**Your task:**
Report every line in the listing below that contains the string "garden", copying each such line in full. Case counts, so a line matches only where the capitalization is identical.
⁂
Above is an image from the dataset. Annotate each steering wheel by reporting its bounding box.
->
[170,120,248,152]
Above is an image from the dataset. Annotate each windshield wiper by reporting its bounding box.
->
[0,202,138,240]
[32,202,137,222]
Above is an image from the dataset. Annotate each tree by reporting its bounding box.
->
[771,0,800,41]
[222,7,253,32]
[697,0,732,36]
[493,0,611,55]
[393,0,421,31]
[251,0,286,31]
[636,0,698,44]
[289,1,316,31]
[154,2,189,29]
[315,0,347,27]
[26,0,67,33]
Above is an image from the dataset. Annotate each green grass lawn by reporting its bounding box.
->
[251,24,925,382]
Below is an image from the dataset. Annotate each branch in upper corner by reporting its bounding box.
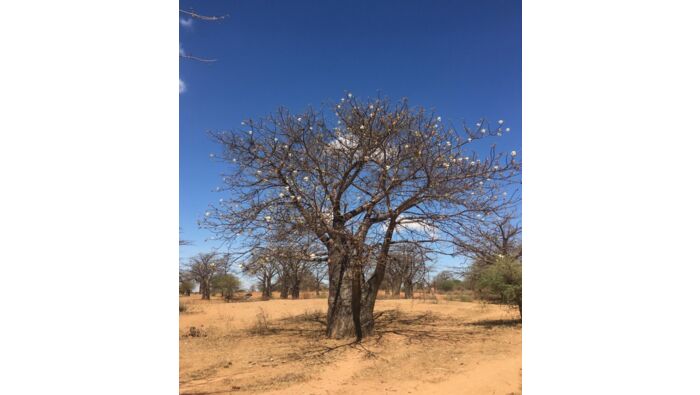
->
[180,10,228,21]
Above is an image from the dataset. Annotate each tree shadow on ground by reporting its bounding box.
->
[464,318,523,329]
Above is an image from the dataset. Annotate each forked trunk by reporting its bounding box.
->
[292,280,301,299]
[326,253,377,340]
[403,282,413,299]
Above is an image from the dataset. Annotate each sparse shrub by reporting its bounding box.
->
[250,308,274,335]
[180,279,194,296]
[212,273,241,302]
[475,257,523,317]
[185,326,207,337]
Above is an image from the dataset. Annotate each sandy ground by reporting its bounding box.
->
[180,296,522,395]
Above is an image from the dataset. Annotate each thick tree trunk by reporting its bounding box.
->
[326,254,377,340]
[403,281,413,299]
[261,275,272,300]
[280,282,289,299]
[199,281,211,300]
[292,279,301,299]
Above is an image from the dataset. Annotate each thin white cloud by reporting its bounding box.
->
[180,80,187,94]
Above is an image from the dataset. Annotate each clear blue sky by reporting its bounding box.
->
[180,0,521,276]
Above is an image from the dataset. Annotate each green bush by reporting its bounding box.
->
[212,274,241,301]
[474,257,523,317]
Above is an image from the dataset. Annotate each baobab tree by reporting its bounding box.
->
[187,252,230,300]
[205,94,520,340]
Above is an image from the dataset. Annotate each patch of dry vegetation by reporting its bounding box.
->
[180,300,520,394]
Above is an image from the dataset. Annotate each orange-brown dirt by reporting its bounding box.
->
[180,295,522,395]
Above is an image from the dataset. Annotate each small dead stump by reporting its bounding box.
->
[185,326,207,337]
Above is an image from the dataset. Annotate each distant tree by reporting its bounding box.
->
[212,273,241,302]
[458,214,523,289]
[387,243,429,299]
[433,270,463,292]
[204,94,520,339]
[187,252,230,300]
[180,280,194,296]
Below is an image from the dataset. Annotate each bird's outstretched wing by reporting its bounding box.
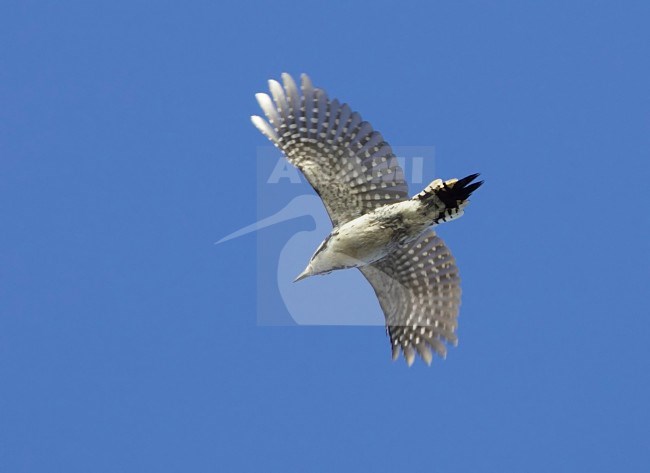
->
[359,230,461,366]
[251,73,408,226]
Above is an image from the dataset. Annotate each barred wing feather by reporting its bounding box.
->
[251,74,408,226]
[359,230,461,366]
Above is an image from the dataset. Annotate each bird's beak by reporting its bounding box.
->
[293,265,312,282]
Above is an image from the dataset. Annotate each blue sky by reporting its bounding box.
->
[0,1,650,473]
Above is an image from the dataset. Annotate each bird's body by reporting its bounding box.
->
[252,74,482,365]
[296,176,476,280]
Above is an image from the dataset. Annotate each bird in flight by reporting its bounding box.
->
[251,73,483,366]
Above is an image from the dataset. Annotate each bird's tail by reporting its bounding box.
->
[413,174,483,224]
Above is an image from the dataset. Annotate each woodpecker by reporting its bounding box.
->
[251,73,483,366]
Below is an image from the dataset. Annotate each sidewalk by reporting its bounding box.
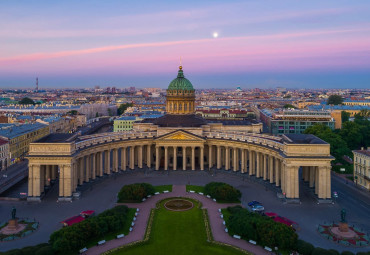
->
[84,185,270,255]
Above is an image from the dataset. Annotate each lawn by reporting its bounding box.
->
[86,208,136,248]
[113,200,245,255]
[186,185,204,193]
[154,184,172,193]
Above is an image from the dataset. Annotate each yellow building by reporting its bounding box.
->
[0,123,50,165]
[28,67,333,202]
[353,148,370,191]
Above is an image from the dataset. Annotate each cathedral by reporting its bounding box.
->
[28,66,333,202]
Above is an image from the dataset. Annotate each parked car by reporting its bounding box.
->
[250,204,265,212]
[248,200,261,206]
[264,212,300,231]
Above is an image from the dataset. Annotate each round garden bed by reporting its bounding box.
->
[164,198,194,212]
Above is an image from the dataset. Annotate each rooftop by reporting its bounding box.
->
[282,134,328,144]
[0,123,47,139]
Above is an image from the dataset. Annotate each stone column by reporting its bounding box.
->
[315,166,320,195]
[59,165,65,197]
[285,165,299,199]
[318,166,331,199]
[200,147,204,170]
[78,157,85,185]
[146,144,152,168]
[63,164,73,197]
[85,155,91,182]
[155,146,159,170]
[275,158,281,186]
[138,145,143,168]
[173,146,177,170]
[208,145,213,170]
[269,156,274,183]
[256,151,261,178]
[164,146,168,170]
[191,146,195,170]
[240,149,245,173]
[309,166,315,188]
[121,146,127,171]
[248,150,256,175]
[91,153,96,180]
[51,165,58,180]
[45,165,52,186]
[130,146,135,170]
[225,147,230,170]
[182,147,186,170]
[28,164,36,197]
[112,149,118,172]
[280,161,286,193]
[217,145,221,169]
[99,151,104,176]
[233,147,238,172]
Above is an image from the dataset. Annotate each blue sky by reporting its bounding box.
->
[0,0,370,88]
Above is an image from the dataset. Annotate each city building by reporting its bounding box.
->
[353,148,370,191]
[0,138,9,171]
[0,123,49,165]
[259,109,335,135]
[27,67,333,202]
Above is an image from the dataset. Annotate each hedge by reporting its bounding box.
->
[118,183,155,203]
[227,207,298,250]
[49,205,128,254]
[204,182,242,202]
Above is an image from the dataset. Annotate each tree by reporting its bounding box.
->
[284,104,296,109]
[117,103,133,115]
[326,95,343,105]
[341,111,351,123]
[67,110,78,115]
[18,97,35,105]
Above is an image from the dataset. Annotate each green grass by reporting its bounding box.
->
[112,199,245,255]
[186,185,240,204]
[86,208,136,248]
[186,185,204,193]
[154,184,172,193]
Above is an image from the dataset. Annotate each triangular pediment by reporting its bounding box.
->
[156,130,204,141]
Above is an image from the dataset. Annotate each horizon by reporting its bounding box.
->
[0,0,370,89]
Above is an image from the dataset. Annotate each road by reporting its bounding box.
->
[0,169,370,252]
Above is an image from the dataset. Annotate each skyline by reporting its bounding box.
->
[0,1,370,89]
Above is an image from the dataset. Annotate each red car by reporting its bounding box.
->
[265,212,299,231]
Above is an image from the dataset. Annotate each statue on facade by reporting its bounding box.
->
[12,206,17,220]
[340,209,346,222]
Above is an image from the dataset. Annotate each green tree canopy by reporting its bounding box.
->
[326,95,343,105]
[284,104,296,109]
[341,111,351,123]
[18,97,35,105]
[117,103,133,115]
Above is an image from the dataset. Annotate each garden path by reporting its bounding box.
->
[84,185,271,255]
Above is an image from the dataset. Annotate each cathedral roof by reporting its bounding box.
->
[167,66,194,91]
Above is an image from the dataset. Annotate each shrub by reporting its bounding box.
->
[228,207,298,249]
[297,240,315,255]
[35,246,54,255]
[49,205,128,254]
[341,251,355,255]
[118,183,155,202]
[312,247,332,255]
[204,182,242,202]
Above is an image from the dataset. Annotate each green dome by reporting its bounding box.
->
[167,66,194,90]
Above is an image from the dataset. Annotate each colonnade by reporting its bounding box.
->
[28,142,331,200]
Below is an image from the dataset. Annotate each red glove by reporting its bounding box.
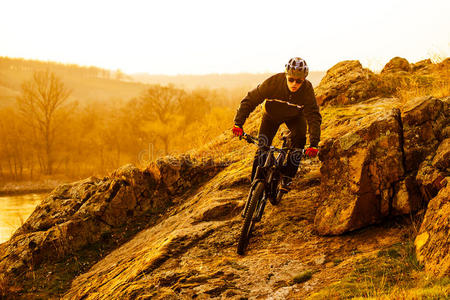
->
[232,125,244,136]
[305,147,319,157]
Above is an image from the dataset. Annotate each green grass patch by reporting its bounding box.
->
[309,241,450,299]
[292,270,314,284]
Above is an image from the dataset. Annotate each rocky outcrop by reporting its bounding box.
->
[315,60,378,105]
[315,57,450,105]
[415,184,450,277]
[0,156,223,275]
[381,56,411,74]
[401,97,450,172]
[315,97,449,235]
[315,109,404,235]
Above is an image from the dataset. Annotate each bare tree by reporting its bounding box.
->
[17,70,71,175]
[140,85,185,154]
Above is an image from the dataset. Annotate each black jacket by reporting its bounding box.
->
[234,73,322,147]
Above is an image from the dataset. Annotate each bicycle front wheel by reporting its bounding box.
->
[237,182,264,255]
⁂
**Exercise answer:**
Above is an image from the dataset. Annotate each round garden bed by reporting its bounding box.
Above is an image from the dataset. Annotate each garden path by reporting its bounding box.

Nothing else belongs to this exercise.